**SHORT TASK**. Copy every line of the material below character for character, without changing anything.

**EXCERPTED RECORDS**.
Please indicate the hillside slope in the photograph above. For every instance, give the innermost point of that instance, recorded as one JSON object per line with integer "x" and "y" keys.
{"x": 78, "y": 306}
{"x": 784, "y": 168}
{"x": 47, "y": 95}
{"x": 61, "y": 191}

**TASK SOLUTION**.
Please indicate the hillside slope in the photograph above. For every instance, give the innermost point of that instance, recorded as one JSON object per line with integer "x" and "y" keys.
{"x": 78, "y": 306}
{"x": 784, "y": 168}
{"x": 47, "y": 95}
{"x": 61, "y": 191}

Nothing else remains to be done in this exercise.